*** Study material ***

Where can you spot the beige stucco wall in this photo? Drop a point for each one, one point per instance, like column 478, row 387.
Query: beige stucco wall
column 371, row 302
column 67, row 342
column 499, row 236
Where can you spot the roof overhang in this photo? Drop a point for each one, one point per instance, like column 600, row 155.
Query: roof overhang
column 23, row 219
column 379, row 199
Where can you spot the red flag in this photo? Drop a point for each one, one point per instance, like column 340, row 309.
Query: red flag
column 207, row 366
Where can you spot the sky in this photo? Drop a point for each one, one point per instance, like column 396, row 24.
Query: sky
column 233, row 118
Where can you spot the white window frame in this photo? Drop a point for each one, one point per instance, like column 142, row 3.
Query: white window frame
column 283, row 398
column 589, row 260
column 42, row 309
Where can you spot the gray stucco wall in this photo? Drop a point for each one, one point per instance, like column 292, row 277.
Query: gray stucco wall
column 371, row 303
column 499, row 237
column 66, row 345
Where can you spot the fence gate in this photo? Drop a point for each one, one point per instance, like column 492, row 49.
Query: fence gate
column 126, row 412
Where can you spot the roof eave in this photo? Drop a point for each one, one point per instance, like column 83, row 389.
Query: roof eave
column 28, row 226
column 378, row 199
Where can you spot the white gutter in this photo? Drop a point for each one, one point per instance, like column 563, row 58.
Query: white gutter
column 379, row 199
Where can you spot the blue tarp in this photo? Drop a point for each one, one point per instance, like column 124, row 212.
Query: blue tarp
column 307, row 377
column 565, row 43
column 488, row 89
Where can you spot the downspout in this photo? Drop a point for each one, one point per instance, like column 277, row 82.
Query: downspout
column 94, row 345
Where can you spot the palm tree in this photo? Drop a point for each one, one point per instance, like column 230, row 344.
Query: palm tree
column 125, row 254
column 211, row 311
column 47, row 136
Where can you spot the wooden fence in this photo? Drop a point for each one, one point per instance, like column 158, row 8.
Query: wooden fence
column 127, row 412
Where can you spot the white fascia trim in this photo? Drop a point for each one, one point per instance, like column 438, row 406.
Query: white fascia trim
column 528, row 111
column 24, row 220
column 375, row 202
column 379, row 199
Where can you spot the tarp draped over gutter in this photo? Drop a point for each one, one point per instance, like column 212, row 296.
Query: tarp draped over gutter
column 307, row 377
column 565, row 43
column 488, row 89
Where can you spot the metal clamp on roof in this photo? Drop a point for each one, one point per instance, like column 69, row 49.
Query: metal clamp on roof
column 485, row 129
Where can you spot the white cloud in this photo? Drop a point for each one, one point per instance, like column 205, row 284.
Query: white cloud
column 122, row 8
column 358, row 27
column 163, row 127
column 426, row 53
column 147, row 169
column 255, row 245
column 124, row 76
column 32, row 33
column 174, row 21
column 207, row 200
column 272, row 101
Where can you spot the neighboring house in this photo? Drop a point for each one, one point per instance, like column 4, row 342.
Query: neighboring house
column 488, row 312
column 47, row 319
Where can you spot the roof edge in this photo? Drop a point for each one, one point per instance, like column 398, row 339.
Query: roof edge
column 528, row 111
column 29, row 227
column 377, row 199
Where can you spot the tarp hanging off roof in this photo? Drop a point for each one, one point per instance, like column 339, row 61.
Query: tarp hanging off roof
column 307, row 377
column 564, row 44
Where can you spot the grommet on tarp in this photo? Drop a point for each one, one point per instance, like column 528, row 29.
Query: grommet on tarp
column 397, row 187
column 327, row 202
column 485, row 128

*** End of Study material ***

Exercise requirements ▸ Take each record above and return it verbatim.

Answer to the problem ▸
Where can you spot the beige stucco wall in this photo? Drop a point for each one, one point per instance, like column 478, row 387.
Query: beige stucco wall
column 371, row 302
column 67, row 342
column 499, row 236
Where can you spot the roof overhang in this photo? Drop a point for each one, one point per instance, like column 600, row 155.
Query: roof overhang
column 23, row 219
column 379, row 199
Where can you spot the red flag in this photo? Drop a point for each one, one point per instance, like column 340, row 309.
Query: red flag
column 207, row 366
Where can you spot the sky in this photo? Drop a point for each one, one point per instance, like column 396, row 24.
Query: sky
column 233, row 118
Where can you spot the white window frame in this photo? Drop a point for each one, one point per instance, like column 142, row 3.
Query: white window frame
column 283, row 398
column 589, row 260
column 42, row 309
Where can you spot the gray stucco wall in this photo? Drop a point for each one, one point per instance, like column 292, row 277.
Query: gray stucco wall
column 371, row 303
column 499, row 237
column 66, row 345
Where can you spot the fence gate in this photo? Drop a point for each one, one point per instance, like column 492, row 49.
Query: fence gate
column 126, row 412
Where can you spot the roof eave in this photo? Drop a point for each one, one point per instance, like column 83, row 389.
Query: roof eave
column 28, row 226
column 378, row 199
Where can you spot the white gutter in this photo? Drop a point for each one, one point per instance, like column 563, row 58.
Query: white gutter
column 379, row 199
Where can you spot the blue tarp in this photo? Drop a point for each one, one point per instance, like column 124, row 212.
Query: blue tarp
column 307, row 377
column 565, row 43
column 488, row 89
Where can you spot the downspout in this photo? Drop a point for each one, one point per instance, like column 277, row 82.
Query: downspout
column 94, row 345
Where can you spot the palm tree in this photo? Drop a point for each one, one point per instance, like column 230, row 344.
Query: palm tree
column 125, row 254
column 211, row 311
column 47, row 136
Where can you spot the wooden fence in this photo? Drop a point for each one, one point per instance, like column 158, row 8.
Query: wooden fence
column 127, row 412
Where can you spot the white fascia trim in this photo? Drop a point for each one, one point per instance, like column 438, row 406.
Query: white fascia trim
column 528, row 111
column 24, row 220
column 375, row 202
column 379, row 199
Where can you spot the tarp draped over gutter in this photo? Drop a point for each one, one point per instance, like column 212, row 296.
Query: tarp draped over gutter
column 307, row 377
column 565, row 43
column 488, row 89
Where can you spot the metal clamp on roof in this photo? Drop a point for each one, one point per instance, like column 69, row 49.
Query: metal clamp on roof
column 485, row 129
Where can you spot the white cloud in this photo? Drop a point for each one, one point per instance, like column 205, row 284.
Query: white cloud
column 122, row 8
column 358, row 27
column 163, row 127
column 426, row 53
column 147, row 169
column 255, row 245
column 124, row 76
column 32, row 33
column 174, row 21
column 207, row 200
column 272, row 101
Where can you spot the neighboring house in this photo? Drop a point for each one, one point per instance, like column 4, row 342.
Query: neighboring house
column 488, row 312
column 47, row 319
Where can you spot the roof edge in this photo? Drop a point for each one, one point per instance, like column 398, row 339.
Query: roof edge
column 528, row 111
column 29, row 227
column 377, row 199
Where can you spot the tarp hanging off roof in this photo? Drop a point for each one, one point per instance, like column 339, row 61.
Query: tarp hanging off roof
column 307, row 377
column 564, row 44
Where can you spot the grommet on tarp in this photo? Drop a point for each one, one point per instance, like column 528, row 29.
Query: grommet on tarp
column 397, row 187
column 327, row 202
column 485, row 128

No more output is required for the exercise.